EXERCISE INSTRUCTIONS: Render the lines below as a numbered list, leaving out any blank lines.
***** THE INPUT *****
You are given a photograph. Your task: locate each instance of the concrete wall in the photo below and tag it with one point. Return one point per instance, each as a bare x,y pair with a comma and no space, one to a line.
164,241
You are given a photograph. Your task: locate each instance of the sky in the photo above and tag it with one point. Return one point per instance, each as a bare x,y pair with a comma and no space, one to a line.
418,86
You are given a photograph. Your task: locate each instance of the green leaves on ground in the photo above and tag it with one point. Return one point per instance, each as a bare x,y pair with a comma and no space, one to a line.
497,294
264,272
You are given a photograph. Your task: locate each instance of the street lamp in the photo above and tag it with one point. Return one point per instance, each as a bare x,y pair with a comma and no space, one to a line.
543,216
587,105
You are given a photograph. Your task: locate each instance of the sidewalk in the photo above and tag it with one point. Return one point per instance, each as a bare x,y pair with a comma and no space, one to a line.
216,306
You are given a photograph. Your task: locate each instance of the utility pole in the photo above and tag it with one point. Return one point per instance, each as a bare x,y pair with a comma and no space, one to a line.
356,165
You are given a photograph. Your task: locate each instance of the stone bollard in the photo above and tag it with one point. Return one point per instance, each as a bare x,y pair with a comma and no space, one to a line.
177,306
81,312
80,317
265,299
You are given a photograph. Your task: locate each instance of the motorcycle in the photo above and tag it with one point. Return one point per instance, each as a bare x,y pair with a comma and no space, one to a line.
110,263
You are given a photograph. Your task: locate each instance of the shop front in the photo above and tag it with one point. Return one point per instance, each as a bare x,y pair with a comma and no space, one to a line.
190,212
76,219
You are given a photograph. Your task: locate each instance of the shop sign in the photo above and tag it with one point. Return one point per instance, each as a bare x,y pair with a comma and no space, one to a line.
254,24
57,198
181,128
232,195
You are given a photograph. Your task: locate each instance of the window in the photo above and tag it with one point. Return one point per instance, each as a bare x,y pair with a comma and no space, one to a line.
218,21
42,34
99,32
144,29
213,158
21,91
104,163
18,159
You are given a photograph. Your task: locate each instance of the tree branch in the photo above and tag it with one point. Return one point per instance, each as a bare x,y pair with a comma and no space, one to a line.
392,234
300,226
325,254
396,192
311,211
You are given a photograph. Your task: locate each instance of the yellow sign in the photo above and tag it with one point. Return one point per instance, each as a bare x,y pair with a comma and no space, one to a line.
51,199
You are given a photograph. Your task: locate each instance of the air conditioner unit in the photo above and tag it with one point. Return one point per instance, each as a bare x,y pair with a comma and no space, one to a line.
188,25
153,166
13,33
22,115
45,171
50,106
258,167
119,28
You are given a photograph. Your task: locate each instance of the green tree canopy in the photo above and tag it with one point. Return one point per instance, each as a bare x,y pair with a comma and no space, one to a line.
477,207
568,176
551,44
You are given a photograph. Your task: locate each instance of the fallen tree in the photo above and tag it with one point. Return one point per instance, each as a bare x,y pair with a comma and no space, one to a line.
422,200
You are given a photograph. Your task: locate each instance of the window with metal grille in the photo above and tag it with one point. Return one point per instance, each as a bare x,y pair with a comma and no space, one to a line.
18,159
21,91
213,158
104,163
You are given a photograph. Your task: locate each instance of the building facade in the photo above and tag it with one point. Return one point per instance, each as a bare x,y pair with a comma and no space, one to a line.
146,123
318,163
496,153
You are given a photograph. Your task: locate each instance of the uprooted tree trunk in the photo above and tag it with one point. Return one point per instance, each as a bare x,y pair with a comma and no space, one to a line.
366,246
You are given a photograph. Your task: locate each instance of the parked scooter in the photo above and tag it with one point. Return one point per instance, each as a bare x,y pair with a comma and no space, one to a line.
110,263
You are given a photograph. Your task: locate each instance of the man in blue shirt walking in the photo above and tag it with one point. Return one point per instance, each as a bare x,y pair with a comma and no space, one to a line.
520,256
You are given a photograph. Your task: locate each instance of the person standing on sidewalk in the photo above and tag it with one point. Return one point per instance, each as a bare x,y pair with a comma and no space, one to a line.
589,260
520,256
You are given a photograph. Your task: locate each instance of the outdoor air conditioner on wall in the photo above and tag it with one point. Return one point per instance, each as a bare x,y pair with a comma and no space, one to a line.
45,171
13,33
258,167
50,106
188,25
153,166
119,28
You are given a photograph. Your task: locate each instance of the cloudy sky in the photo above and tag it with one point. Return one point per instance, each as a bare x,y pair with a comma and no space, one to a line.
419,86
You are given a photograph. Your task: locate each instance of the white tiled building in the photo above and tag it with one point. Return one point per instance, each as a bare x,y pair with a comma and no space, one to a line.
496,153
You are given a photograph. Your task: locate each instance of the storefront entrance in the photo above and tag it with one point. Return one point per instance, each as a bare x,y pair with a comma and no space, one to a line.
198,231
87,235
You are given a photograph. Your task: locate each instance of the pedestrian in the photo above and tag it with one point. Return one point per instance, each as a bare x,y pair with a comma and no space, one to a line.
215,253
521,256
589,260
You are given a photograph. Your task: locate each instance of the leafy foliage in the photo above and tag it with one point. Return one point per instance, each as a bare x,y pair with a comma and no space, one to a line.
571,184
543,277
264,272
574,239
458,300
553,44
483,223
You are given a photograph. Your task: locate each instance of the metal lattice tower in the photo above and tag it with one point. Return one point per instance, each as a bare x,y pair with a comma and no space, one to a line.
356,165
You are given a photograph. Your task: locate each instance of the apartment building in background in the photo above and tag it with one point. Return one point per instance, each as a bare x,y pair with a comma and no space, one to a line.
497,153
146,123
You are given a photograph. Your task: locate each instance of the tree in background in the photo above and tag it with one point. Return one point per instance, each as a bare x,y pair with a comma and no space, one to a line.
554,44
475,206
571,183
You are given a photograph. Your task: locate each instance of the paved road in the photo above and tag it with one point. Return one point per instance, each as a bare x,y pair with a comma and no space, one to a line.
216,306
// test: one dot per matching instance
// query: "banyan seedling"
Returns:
*****
SOLUTION TO THIS PROBLEM:
1. You are given a photograph. Your task: locate each instance of the concrete wall in the photo below and tag it with one point. Return one point per instance, each as a bare x,y pair with a comma and no space, one to a line.
2. 164,241
3. You are given a photograph. Your task: locate each instance of the sky in the photo above and tag it with one point. Return one point per instance, each as a bare x,y pair with a comma and no space, one to a line.
4. 418,86
5. You are given a photograph. Your task: locate each instance of the green leaves on ground in the photo above and tag it with one point. Return one point per instance, each as a bare x,y pair with a comma and no space, one to a line.
6. 497,294
7. 264,272
8. You are given a photograph. Your task: locate each instance of the street lamp in the photo above and tag it with one point. Return one point per instance, each as a bare x,y pair with a comma and no space, one to a line.
9. 543,216
10. 587,105
11. You are given a photograph. Your task: locate each instance of the sidewalk in the photo above and tag it with one point. Return one point per instance, each as a bare x,y pair with a comma and no space, one to a line.
12. 216,306
13. You are given a photograph. Your task: locate each instance of the utility pole in the photo above and tag it with one point. Return one point per instance, each as a bare x,y pair with a comma and no space, one to a line.
14. 356,165
15. You are given a photograph. Your task: locate each instance of the stone bollard in the photo above and tag it with one point. Return one point per instance, each as a bare x,y pair with a comma and no space, one to a line.
16. 177,306
17. 81,312
18. 80,317
19. 265,299
20. You are given a photograph. Your task: locate each instance of the motorcycle in the photo above and tag it with one point. Return one point per instance, each as a bare x,y pair with a comma and no space, one to a line.
21. 110,263
22. You are given a photograph. Your task: locate each instance of the shop front in the photo above and tag it with one point. Return one point per instance, each as a bare x,y pair with a comma and no space, one to a line.
23. 190,212
24. 76,219
25. You are given a photograph. Your task: locate each instance of the shop sign in the photo above and tag it with one point. Return one point per instance, each as a bare x,y pair with a comma and no space, one to a line.
26. 254,24
27. 57,198
28. 181,128
29. 232,195
30. You are given a photograph. Your task: locate each instance of the window in the photo above and tag it with one point. Return one point per instance, each as a bare x,y pair with a comma and no space, one to a line.
31. 218,21
32. 42,34
33. 99,32
34. 144,29
35. 213,158
36. 21,91
37. 104,163
38. 18,159
39. You are given a photograph. Your task: locate each instance of the tree branch in the photo above and tag it with one point. Return one point per instance, each as a bare x,y pair with a comma and no space, one to a line.
40. 392,234
41. 300,226
42. 325,254
43. 396,192
44. 311,211
45. You are given a photograph. Your task: locate each instance of the yellow sign in the photo above and tag it with one point. Return one point per instance, each as a bare x,y pair with a comma and no space, one to a line.
46. 51,199
47. You are given a photograph. Your task: locate each instance of the air conditioner unit in the photo above and tag it with one point. Return one point per instance, each as a bare x,y pair with a comma and no space, one to a line.
48. 188,25
49. 153,166
50. 13,33
51. 22,115
52. 45,171
53. 50,106
54. 258,167
55. 119,28
56. You are given a photograph. Your task: locate each instance of the green tree canopy in the photo above and tag it with one point. Return one point per instance, each as a bare x,y pair with a comma and no space, one to a line.
57. 477,207
58. 568,176
59. 551,44
60. You are given a photograph. Your task: locate each instance of the fallen tree in the photo above and tag it with one point. Return one point per instance, each as a bare x,y pair with a comma and no space, one to a line.
61. 422,200
62. You are given a photograph. Your task: locate each instance of the window with metal grille in the photo above and tag it with one point. Return one point per instance, each as a bare x,y pair with a comma and no space, one to a line.
63. 18,159
64. 21,91
65. 213,158
66. 104,163
67. You are given a photograph. Your task: locate each instance of the building facade in the photo above and tag it with one point. Return one point per instance, each as a bare x,y pair with a comma and no space, one to a line.
68. 146,123
69. 318,163
70. 496,153
71. You are given a photograph. Your task: locate each instance of the uprooted tree trunk in the photo above and tag it with one point. Return one point per instance, each as a bare x,y pair with a comma and no space, one to a line.
72. 366,246
73. You are given a photograph. Your task: locate each instance of the parked scooter in the photo above and tag it with one point. Return one point per instance, each as a bare x,y pair with a comma and no space, one to a line.
74. 110,263
75. You are given a photograph. Your task: locate each instance of the man in blue shirt walking in the photo above and tag it with one point. Return one point per instance, each as a bare x,y pair with a comma and no space, one to a line.
76. 520,256
77. You are given a photograph. Your task: locate each instance of the person standing on sidewalk in the photo above and tag it with one point. Return one point per instance, each as a bare x,y pair with a comma and no space, one to a line.
78. 589,260
79. 520,256
80. You are given a photograph. Your task: locate each instance of the outdoor air conditioner on wall in the photo above and tag it with one point. Return one point per instance, each as a bare x,y pair with a comma and no space, one to a line.
81. 45,171
82. 13,33
83. 258,167
84. 50,106
85. 188,25
86. 153,166
87. 119,28
88. You are given a photograph. Your task: locate each instance of the cloudy sky in the photo above and tag it with one point. Return one point per instance, each as a bare x,y pair with a comma and no space, one to a line.
89. 419,86
90. You are given a photograph. Your task: locate each instance of the white tiled building in the photo above and tag it with one point. Return one point per instance, each as a bare x,y pair with a comma and no space, one to a line.
91. 496,153
92. You are given a photograph. Your task: locate each instance of the storefront entrance in the photo above and tag it with one point. Return one point per instance, each as a bare x,y pair with a comma and no space, one to a line.
93. 198,231
94. 87,235
95. You are given a photograph. Your task: locate each instance of the pedestrian in the photo above and tag it with one point. Return one point per instance, each as a bare x,y pair with a comma and no space, one to a line.
96. 215,253
97. 521,256
98. 589,260
99. You are given a photograph. Your task: locate each instance of the leafy foliage in the photo above and tag it with one point. Return one point per instance, each as a bare x,y pair with a comma and no space, one to a line.
100. 571,184
101. 543,277
102. 264,272
103. 574,239
104. 458,300
105. 553,44
106. 483,223
107. You are given a photograph. Your task: locate each instance of the metal lattice tower in the photo above and tag it with one point. Return one point per instance, each as a bare x,y pair with a comma and no space, one to a line.
108. 356,165
109. You are given a photograph. Your task: locate each instance of the apartment building in background in the photo above and tag it with one point. Return one point per instance, each as a bare x,y pair with a comma and no space, one to a line.
110. 497,153
111. 146,123
112. You are given a photograph. Your task: locate each instance of the tree in background in the photo above and tag it with one point. Return one point per instance, each as a bare x,y pair with a comma and no space, one to a line.
113. 554,44
114. 475,206
115. 571,183
116. You are given a photograph. Your task: locate each instance of the paved road in the photo above and tag it with one point. Return one point per instance, each as a bare x,y pair with a comma and no space, one to a line.
117. 216,306
118. // test: one dot per matching instance
119. // query: "banyan seedling"
120. Returns:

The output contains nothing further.